### Data in this exercise

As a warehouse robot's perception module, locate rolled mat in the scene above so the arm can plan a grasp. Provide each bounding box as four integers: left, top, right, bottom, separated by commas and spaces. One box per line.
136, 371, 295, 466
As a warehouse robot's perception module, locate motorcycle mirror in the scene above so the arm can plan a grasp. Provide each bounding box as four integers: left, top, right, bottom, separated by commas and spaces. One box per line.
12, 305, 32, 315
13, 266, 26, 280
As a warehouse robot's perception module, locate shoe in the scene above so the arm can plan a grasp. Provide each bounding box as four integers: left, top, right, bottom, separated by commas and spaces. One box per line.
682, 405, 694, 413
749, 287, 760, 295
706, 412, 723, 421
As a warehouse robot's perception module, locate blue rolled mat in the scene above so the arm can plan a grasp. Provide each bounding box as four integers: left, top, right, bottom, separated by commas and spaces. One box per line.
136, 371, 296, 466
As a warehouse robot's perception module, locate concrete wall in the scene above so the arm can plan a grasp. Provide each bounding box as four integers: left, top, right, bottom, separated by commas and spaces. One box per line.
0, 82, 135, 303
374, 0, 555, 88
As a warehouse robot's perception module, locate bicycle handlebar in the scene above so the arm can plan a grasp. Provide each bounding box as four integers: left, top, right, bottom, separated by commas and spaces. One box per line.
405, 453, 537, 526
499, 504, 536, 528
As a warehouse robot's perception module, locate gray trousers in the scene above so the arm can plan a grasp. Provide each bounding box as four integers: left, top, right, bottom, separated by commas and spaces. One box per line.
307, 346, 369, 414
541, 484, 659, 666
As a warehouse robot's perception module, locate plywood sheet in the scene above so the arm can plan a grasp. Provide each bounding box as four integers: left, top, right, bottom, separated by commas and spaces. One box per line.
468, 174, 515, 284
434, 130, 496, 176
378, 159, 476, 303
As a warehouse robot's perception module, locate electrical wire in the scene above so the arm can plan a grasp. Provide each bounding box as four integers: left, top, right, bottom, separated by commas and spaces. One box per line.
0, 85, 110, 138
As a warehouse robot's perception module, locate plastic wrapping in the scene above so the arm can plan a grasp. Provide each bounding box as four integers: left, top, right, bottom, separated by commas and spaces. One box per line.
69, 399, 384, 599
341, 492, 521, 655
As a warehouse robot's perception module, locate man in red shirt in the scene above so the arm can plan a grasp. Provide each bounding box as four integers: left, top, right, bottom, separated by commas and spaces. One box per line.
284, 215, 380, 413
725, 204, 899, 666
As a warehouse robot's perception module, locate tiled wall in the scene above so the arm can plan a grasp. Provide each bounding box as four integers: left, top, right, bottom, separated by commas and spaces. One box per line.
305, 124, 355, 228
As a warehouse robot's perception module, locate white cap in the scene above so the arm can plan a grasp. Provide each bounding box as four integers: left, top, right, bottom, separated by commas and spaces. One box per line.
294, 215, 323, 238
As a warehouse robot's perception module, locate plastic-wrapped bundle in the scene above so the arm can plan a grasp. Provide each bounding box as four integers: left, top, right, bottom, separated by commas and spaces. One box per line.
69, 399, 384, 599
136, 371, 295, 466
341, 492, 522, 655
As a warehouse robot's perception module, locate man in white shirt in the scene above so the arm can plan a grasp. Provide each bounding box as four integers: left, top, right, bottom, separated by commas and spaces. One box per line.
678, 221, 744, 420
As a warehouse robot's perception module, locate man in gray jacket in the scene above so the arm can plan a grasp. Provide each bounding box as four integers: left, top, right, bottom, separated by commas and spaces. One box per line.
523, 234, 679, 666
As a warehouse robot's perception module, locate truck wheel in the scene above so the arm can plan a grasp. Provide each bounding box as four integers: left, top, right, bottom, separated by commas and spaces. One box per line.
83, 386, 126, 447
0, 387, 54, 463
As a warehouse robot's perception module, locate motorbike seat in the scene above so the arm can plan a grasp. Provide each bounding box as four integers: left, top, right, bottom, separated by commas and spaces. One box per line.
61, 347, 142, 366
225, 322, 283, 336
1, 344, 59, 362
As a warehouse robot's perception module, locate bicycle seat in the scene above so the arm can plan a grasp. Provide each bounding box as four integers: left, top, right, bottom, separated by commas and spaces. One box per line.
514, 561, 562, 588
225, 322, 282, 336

######

Your task:
In your answer, repeat each of the records exactly.

Result of the exercise:
As a warehouse robot's perception module, locate rolled mat in the scene above so the arm can plan a grasp. Provide each bounding box as four integers: left, top, right, bottom, separated by commas and spaces. One box per line.
136, 371, 295, 466
As a warehouse robot's perception module, locate motorcycle mirror in the scene above so the arm can plan a grasp. Provide each bounding box as four integers: left, top, right, bottom, separated by commas and spaces. One box per line.
12, 305, 32, 315
13, 266, 26, 280
As a warehouse robot's perception module, locate shoe in the scene above so the arm can plan a grasp. Provide each bounding box as four integers: left, top, right, bottom, separated by commas and spaces. One box per line.
682, 405, 694, 413
749, 287, 760, 295
706, 412, 723, 421
As a warehouse robot's perception module, locate blue rolled mat in the scene above so the arm can plan a grasp. Provide each bounding box as four integers: left, top, right, bottom, separated by commas and spaces. One box per line.
136, 371, 296, 466
As a warehouse robot's perception module, locate concrete wall in the scene above so the arm can plan a grasp. Provide each bounding box as four integers: left, top, right, bottom, separated by commas and spaces. One box per line.
0, 82, 135, 303
374, 0, 555, 88
As a warehouse robot's perception module, locate bicycle handlebar in the scene above so the arm can plan a grasp. Provide each bounding box as four integers: left, top, right, bottom, separated by commas and spaces. One box per line.
405, 453, 537, 526
499, 504, 536, 528
As a warehouse robot's perception module, locate gray trousers in the scene above so the arm can plan a grasp. Provide each bounding box as four integers: left, top, right, bottom, separated by commas and spaces. One box per line.
307, 346, 369, 414
541, 484, 659, 666
As a warehouse robot's perception module, locate plywood sheet in the scene above so the arm can plan a grasp. Provide each bounding box as four integers: left, top, right, bottom, separated by commas and spaces. One box per line.
468, 174, 515, 284
434, 130, 496, 176
378, 159, 476, 303
As a warehouse robot's perception module, locate electrical wire in the scene above so the arm can plan a grasp. Provide each bounding box as four integers: left, top, right, bottom, separated by commas and spaces. One box per line.
0, 85, 110, 138
As a warehouse robot's perception module, locate plastic wrapping in the scene above so the arm can plan a grasp. Provide each bounding box as four integers: left, top, right, bottom, separated by commas and spaces. One box per line.
69, 399, 384, 599
341, 492, 521, 655
As a warehouse robot's perception module, locate man in red shirt in the scene above so the arm can plan a grasp. Provide each bounding box as four integers: left, top, right, bottom, separated by commas and spaces. One box per line.
284, 215, 380, 413
725, 204, 899, 666
As a warehouse robot's perception module, locate tiled wall in the scene above so the arm can plan a grasp. Provide each bounding box as four integers: left, top, right, bottom, separated by commas and spaces. One box per line.
305, 124, 355, 228
As a warehouse robot's perception module, locate white cap in the scene above so the arm can plan a grasp. Provide each bounding box as four integers: left, top, right, bottom, separated by commas and spaces. One box per line.
294, 215, 323, 238
As a warehouse robot's perception module, locate plastic-wrapped bundle in the scene above so the arm can plan a grasp. Provide each bounding box as four integers: left, top, right, bottom, separated by commas and spaces. One box per line.
69, 399, 384, 599
136, 371, 295, 466
341, 492, 522, 655
As a warehouse robot's perception module, locate man in white shirt in the scene above so the arm can plan a grasp. Provide each bounding box as four integers: left, top, right, bottom, separated by commas and spaces. One box per line.
678, 221, 744, 420
As a warehouse robot's perception module, locate man in gray jacket in the scene above so the arm can plan a grasp. Provide each bounding box as four integers: left, top, right, bottom, separated by commas and spaces. One box per line.
523, 234, 679, 666
As a warehouse robot's perception module, locate truck wheel in the scene above so the arm can plan a grasp. Provide each bounding box as four integers: left, top, right, bottom, separated by commas and spaces. One box per line.
83, 386, 126, 447
0, 387, 54, 463
As a warehouse robot's perception module, locate motorbike seat in the scene above so the arm can plan a grasp. Provide each bounding box as four integers: left, top, right, bottom, separated by commas and spaces. One box per line.
61, 347, 142, 366
225, 322, 283, 336
1, 344, 59, 362
As a warehouse robot's perception module, locate bicycle seat in the scene above so the arm can plan a grasp. Provide each bounding box as four integers: left, top, right, bottom, separated by commas and spaces. One box per line.
514, 561, 562, 588
225, 322, 282, 336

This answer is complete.